= Exercise text =
- - -
Monday, March 14, 2011

Japan disaster

I've been away for a long weekend, and haven't been keeping up with the news. Other people have, though.
Highly Allochthonous has a roundup on the Earthquake.

See links therein for details.

Jeff, the Arms Control Wonk, was in japan visiting the reprocessing facility at the time of the quake, and has decent information on the state of the reactors.

Geoblogger Evy's dad is a nuclear engineer, so she has posted two explanatory interviews.

An commentary on various things I heard on the radio while driving:

1. The hydrogen explosions at the nuclear plants are not the same as little hydrogen bombs.

Hydrogen bombs release nuclear energy bu fusing hydrogen into helium; basically the same reaction that makes the sun shine.

The hydrogen explosions at the Japanese nuclear plants are a chemical explosion caused by hydrogen gas igniting in air.

The hydrogen is released by the reaction of water (or possibly an acid) with a metal (M):

xH2O + M -> xH2 + MOx

Where x is one half the valence state of the oxidized metal.

The reaction can take place at low temperature in the presence of an acid or catalyst, or at high temperature in the presence of pure water. The most likely scenario is that the zirconium metal in the fuel rods are reacting. One kilogram of Zr metal will release about 44 grams, of ~500 liters, of H2 gas, so you don't need much metal to get a decent bang.

It may be possible that the seawater they have been using as an emergency coolant is boiling to produce a hot, highly saline brine that might be able to catalyze oxidation of other metal components. But you'd have to talk to an aqueous chemist and a nuclear engineer to see what metals are present and whether they could be corroded in this manner. The boric acid that they have been adding to absorb neutrons is a weak acid, and should not be able to react with anything in the reactor to produce hydrogen. There was a confirmation of exposed fuel rods this morning.
- - -
= Supplied entries =
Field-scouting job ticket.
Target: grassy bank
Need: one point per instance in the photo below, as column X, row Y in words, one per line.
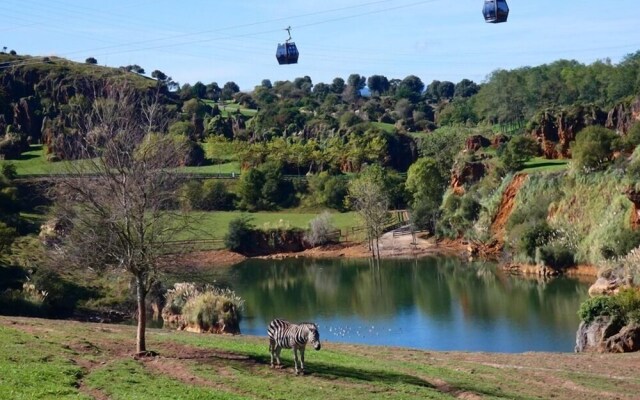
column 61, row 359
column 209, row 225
- - -
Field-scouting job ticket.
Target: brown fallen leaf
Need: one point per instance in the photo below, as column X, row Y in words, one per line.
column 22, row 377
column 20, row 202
- - -
= Required action 1 =
Print out the part of the post on the Japan disaster starting with "Geoblogger Evy's dad" and going on through "little hydrogen bombs.".
= Required action 2 =
In the post on the Japan disaster, do the following statements agree with the text? Answer yes or no to each and quote the words that decide it: (a) The explosions at the Japanese nuclear plants were chemical, set off when hydrogen gas ignited in air. (b) The boric acid added to absorb neutrons is described as a strong acid. (c) The Arms Control Wonk was at a reprocessing facility in Japan when the quake struck.

= Exercise answer 1 =
Geoblogger Evy's dad is a nuclear engineer, so she has posted two explanatory interviews.

An commentary on various things I heard on the radio while driving:

1. The hydrogen explosions at the nuclear plants are not the same as little hydrogen bombs.

= Exercise answer 2 =
(a) Yes: "The hydrogen explosions at the Japanese nuclear plants are a chemical explosion caused by hydrogen gas igniting in air."
(b) No: "The boric acid that they have been adding to absorb neutrons is a weak acid."
(c) Yes: "Jeff, the Arms Control Wonk, was in japan visiting the reprocessing facility at the time of the quake."